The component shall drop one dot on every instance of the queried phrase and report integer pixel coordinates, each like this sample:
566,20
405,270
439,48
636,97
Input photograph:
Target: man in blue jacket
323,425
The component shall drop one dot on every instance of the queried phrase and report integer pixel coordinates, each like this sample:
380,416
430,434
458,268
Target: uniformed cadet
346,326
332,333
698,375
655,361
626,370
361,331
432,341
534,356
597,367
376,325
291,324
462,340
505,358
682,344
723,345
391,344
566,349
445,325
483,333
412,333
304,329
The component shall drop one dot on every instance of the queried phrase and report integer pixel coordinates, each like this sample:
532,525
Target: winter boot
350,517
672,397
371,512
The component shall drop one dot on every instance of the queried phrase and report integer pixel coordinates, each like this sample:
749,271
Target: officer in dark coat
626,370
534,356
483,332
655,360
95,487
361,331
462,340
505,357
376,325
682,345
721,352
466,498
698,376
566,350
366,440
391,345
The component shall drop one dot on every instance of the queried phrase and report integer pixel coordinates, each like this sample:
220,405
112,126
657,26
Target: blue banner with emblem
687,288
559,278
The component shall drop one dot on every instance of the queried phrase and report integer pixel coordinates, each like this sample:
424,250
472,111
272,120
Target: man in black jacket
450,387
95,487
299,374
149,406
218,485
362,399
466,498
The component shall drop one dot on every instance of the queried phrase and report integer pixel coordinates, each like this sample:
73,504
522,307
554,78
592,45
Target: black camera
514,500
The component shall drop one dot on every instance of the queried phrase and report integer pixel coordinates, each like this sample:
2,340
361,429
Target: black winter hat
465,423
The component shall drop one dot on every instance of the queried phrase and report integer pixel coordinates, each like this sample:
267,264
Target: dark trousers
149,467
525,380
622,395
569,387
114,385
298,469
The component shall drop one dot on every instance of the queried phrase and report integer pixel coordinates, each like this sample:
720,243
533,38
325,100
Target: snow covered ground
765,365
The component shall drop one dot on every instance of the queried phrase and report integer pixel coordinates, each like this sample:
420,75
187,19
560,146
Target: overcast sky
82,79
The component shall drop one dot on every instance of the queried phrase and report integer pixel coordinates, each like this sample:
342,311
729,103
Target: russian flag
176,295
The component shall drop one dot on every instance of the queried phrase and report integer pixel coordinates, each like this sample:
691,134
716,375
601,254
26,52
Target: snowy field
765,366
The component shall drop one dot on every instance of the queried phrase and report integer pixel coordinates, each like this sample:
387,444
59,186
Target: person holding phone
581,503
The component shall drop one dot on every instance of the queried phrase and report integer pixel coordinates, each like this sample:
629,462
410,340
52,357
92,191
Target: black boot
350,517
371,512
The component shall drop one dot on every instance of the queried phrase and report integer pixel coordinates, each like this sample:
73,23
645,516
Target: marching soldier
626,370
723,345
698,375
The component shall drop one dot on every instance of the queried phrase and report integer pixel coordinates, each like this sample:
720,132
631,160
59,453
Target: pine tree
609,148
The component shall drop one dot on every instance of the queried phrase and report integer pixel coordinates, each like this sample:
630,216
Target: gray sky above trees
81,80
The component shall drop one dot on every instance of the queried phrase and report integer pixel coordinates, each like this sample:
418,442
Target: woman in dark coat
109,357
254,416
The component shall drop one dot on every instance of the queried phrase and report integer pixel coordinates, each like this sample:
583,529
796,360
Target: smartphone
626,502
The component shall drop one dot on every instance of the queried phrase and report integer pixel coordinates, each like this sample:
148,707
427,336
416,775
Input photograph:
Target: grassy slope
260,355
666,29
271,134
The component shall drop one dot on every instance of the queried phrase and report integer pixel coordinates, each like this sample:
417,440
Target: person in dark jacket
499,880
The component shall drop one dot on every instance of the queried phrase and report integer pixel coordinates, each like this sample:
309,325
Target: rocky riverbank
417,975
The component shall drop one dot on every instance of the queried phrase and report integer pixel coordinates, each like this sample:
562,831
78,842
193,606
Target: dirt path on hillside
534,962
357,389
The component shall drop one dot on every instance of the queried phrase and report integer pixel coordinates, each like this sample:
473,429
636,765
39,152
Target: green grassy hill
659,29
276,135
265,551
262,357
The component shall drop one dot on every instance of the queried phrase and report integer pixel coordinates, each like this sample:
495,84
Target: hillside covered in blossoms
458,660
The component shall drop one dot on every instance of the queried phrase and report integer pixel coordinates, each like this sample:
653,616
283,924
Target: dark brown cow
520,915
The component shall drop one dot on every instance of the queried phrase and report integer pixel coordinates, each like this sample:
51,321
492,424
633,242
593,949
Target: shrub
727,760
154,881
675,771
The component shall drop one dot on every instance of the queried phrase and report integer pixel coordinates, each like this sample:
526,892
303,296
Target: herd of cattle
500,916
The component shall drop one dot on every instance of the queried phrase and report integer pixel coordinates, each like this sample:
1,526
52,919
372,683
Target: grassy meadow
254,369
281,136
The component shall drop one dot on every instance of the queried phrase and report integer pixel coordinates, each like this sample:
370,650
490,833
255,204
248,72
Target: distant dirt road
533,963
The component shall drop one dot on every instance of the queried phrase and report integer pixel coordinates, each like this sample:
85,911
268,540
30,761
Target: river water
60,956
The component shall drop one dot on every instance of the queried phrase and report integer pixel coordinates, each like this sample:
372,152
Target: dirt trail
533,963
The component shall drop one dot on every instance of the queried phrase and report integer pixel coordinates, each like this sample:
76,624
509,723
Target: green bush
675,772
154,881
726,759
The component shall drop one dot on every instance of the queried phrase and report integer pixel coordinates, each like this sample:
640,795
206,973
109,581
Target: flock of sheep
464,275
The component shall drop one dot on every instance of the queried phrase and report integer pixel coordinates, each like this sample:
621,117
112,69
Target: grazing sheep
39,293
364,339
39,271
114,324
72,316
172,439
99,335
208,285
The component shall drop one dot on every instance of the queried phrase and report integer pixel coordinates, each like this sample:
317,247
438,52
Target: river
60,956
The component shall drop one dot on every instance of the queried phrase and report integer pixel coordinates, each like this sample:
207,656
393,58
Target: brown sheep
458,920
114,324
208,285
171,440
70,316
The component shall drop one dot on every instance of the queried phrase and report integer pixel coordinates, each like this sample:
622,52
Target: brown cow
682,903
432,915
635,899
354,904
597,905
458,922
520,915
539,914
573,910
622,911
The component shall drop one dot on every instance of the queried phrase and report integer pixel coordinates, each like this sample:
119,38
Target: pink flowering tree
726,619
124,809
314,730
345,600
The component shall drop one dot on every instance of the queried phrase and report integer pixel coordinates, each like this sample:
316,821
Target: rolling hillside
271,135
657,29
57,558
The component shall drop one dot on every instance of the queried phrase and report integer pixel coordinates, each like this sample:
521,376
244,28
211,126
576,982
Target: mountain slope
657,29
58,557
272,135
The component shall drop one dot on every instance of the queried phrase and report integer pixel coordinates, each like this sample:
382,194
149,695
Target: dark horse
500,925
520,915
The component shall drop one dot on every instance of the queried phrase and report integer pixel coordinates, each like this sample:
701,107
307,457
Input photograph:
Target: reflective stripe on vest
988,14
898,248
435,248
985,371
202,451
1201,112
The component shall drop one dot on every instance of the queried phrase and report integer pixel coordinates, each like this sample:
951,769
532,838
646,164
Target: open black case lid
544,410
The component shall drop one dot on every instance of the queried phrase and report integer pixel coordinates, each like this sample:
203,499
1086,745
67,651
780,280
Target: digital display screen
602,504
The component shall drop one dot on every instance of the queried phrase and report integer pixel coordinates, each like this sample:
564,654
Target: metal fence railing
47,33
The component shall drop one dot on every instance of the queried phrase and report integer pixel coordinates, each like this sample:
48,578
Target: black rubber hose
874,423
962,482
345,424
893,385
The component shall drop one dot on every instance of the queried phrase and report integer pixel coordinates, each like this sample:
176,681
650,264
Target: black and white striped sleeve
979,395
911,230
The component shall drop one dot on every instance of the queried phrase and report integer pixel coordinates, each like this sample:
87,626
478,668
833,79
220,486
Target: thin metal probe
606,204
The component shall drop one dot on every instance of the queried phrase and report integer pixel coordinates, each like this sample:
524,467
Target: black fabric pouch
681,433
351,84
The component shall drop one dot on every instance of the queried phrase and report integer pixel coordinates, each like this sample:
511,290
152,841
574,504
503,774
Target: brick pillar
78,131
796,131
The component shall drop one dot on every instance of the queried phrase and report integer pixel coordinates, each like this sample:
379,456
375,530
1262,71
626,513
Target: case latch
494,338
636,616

▸ What you have to do
A verbatim copy of the listing above, starting from the line with "Target: black fabric pouch" and running to its last line, is the only output needed.

▸ Result below
Target: black fabric pouch
681,433
351,84
The component shall drop one dot on every instance of the queried phrase and report integer pixel coordinates, each like this sample:
511,290
152,841
574,504
503,774
Target: brick pillar
78,131
796,131
The component shall drop one dot on every instance of the queried phrase and report integer pixel coordinates, each like this sample:
379,456
375,530
1262,71
626,513
Target: case latch
494,338
636,616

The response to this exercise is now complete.